With the pictures left out, every record must be reproduced exactly.

─── EXERCISE DATA ───

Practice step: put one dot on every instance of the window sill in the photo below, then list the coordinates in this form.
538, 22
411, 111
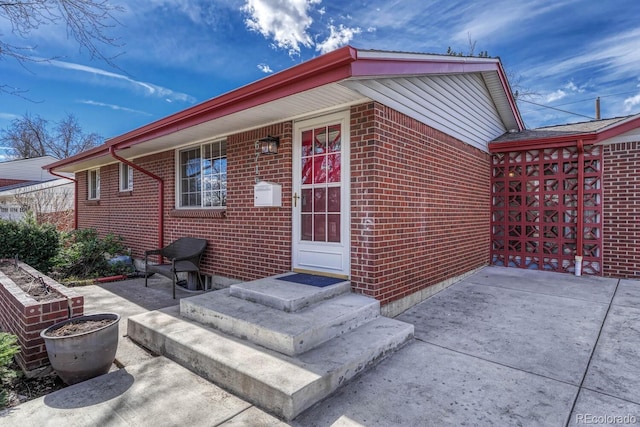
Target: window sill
198, 213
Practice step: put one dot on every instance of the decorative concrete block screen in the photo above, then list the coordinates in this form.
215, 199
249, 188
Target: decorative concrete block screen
538, 221
22, 315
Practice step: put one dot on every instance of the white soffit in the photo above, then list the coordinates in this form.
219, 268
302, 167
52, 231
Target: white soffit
460, 105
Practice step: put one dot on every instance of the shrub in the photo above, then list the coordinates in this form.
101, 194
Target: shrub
8, 349
34, 244
85, 255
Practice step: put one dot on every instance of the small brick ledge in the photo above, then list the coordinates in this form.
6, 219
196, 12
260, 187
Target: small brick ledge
22, 315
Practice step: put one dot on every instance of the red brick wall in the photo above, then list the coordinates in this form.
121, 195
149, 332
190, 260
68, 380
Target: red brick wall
244, 243
420, 204
25, 317
621, 233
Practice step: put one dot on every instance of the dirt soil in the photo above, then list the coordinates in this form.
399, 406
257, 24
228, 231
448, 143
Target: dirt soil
34, 286
74, 328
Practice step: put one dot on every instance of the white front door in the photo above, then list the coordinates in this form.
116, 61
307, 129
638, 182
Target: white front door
321, 198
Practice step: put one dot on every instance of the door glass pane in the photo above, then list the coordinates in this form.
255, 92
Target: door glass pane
335, 139
307, 200
333, 227
333, 204
319, 227
320, 179
307, 170
306, 232
320, 141
333, 170
320, 200
319, 169
307, 143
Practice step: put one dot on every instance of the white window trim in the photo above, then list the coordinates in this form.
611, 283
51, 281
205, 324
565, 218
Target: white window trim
90, 184
125, 186
178, 180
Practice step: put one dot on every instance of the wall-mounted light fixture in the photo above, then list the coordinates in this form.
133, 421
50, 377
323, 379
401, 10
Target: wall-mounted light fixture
269, 145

───

## SOLUTION
Practice step: put one dot on every instance of the window sill in the photo below, then list the coordinates in this form.
538, 22
411, 111
Target: window sill
198, 213
Practice step: put one dot on every instance of the decorative concrete block screen in the photo above, then list the coordinates in this form.
215, 199
249, 188
Target: decorative concrete block screen
538, 221
22, 315
Practice step: put one dot on every instance of the white soffit in the photo above, then list the coordinates in this form.
219, 268
302, 167
52, 231
Target: white soffit
460, 105
Practice step: put one dot on every instance of the shrub in the photo above, then list the coordinates in this form.
101, 194
Target: shrub
8, 349
34, 244
85, 255
Practice step: put one dot on every instance of the small brick ledge in the photo above, then list the coordinates in this form.
6, 219
196, 12
260, 187
Target: small brick ledge
22, 315
Practice step: put one dot on every instance of the red brick wall in the photo above, then list the coordinates in this form.
121, 195
149, 332
190, 260
68, 380
Target: red brick wall
244, 243
420, 204
25, 317
621, 233
Practice step: put one dot on every instance of the dirt soil in the photo above, then list the coordinates in this form.
399, 406
257, 24
228, 231
448, 143
Target: dirt soil
34, 286
74, 328
Practice step: put one dot on every instance of the white front door in the photo above, then list the coordinates in this form.
116, 61
307, 129
638, 182
Target: white front door
321, 198
Practice step: put one dot on every instance of the door glass pane in the photo above, then list the coordinates in this form.
255, 92
Target: door glass pane
335, 139
307, 200
333, 227
333, 204
319, 227
320, 179
307, 170
306, 232
320, 141
333, 170
320, 200
319, 169
307, 143
Practice step: put one dot on every instance of the white window trim in the photo above, then list the coordinates in this form.
611, 283
51, 281
205, 324
565, 218
Target: white window trim
90, 184
125, 186
178, 180
Practice step: put one dot on every instance of the wall-mounted light fixture in the photo above, then list the coordinates in this form.
133, 421
50, 377
323, 379
401, 10
Target: wall-mounted light fixture
269, 145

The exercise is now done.